Exercise requirements: The entries are to be returned exactly, with images left out.

(Image-backed grounding data)
-=-=-=-=-

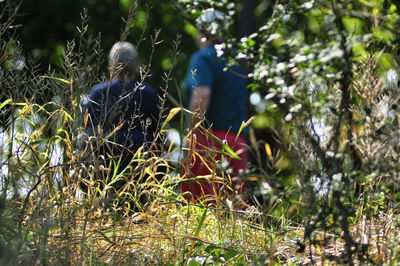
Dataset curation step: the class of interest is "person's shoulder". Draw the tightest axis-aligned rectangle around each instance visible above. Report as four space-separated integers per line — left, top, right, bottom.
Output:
141 83 155 92
200 46 217 57
192 46 216 60
89 81 118 96
142 84 158 97
132 81 156 97
189 47 217 70
139 83 159 108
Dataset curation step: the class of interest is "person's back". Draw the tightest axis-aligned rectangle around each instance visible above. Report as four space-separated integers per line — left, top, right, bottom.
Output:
183 45 248 134
86 80 159 153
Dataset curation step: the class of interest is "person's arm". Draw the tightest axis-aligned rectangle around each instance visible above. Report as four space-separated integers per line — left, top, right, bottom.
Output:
189 85 211 129
186 53 214 129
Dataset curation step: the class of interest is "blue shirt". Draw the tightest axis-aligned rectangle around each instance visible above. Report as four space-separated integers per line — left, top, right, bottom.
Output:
85 80 159 151
184 46 249 134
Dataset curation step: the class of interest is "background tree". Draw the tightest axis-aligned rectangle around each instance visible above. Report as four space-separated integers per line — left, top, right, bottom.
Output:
178 0 399 263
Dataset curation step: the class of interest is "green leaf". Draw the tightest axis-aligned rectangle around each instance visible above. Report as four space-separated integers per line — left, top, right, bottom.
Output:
203 129 242 160
187 260 201 266
223 249 240 260
184 21 198 40
235 116 255 142
29 138 54 145
377 52 396 72
193 208 207 238
342 17 364 35
352 43 368 59
119 0 131 10
176 175 224 185
247 83 260 91
372 27 395 43
246 38 256 47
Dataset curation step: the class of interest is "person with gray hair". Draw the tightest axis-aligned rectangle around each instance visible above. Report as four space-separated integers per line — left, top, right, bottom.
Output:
84 41 159 172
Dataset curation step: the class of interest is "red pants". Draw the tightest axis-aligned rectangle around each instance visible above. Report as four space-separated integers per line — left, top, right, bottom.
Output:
181 128 248 204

-=-=-=-=-

Completed exercise:
Dataset curation step: the class of interest is "person's shoulder". Draw the tightest axis-aligned rectangle around each instance visible above. Report as four space-separated integers per line — left, top, right, bottom.
Output:
141 83 155 92
200 46 217 57
192 46 216 60
89 81 118 96
142 84 158 97
132 81 156 97
189 47 217 70
139 83 159 108
Dataset curation step: the class of interest is "person's back". Draw the tightest axis-aligned rectangle around each instance visible above. Report as four space-separated integers per line — left, top, right, bottom.
Output:
183 45 248 134
86 80 159 153
Dataset curation step: the class of interest is "person's arm". Draw the tightest axis-aligned rectangle around each instance visible above. Report as four space-separated integers per line — left, top, right, bottom.
Output:
189 85 211 129
186 53 214 129
Dataset curation step: the class of interest is "blue shirt". Draw the tightest axis-aligned rectangle around each instance visible above. Report as four space-separated integers per line — left, top, right, bottom.
Output:
85 80 159 151
184 46 249 134
Dataset curation step: the class of interest is "background tree". Draw the tightest axis-aligned rectangle around each instance visible above. Report as four space-separated integers per line — left, top, right, bottom.
Output:
178 0 399 263
Dataset curation step: the class of interest is "green leaf". Draw the tightest axis-aligned rectangle around each instance visible above. Report as four space-separated integers per line — left, top, right, bottom.
Output:
203 129 242 160
187 260 201 266
223 249 240 260
184 21 198 40
235 116 255 142
29 138 54 145
377 52 396 72
193 208 207 238
342 17 364 35
352 43 368 59
119 0 131 10
176 175 224 185
247 83 260 91
372 27 395 43
246 38 256 47
Dataset curation step: the class of interest is "person with gray hair". Draw the tightest axis-aligned rectangle around each instance visible above. Report as four space-separated integers per line — left, top, right, bottom.
Output:
84 41 159 172
Dataset curation step: the class of interest is "red pants". Draw the tightest axis-aligned rectangle around each instance visible above. Report as four space-separated integers per line — left, top, right, bottom.
Output:
181 128 248 204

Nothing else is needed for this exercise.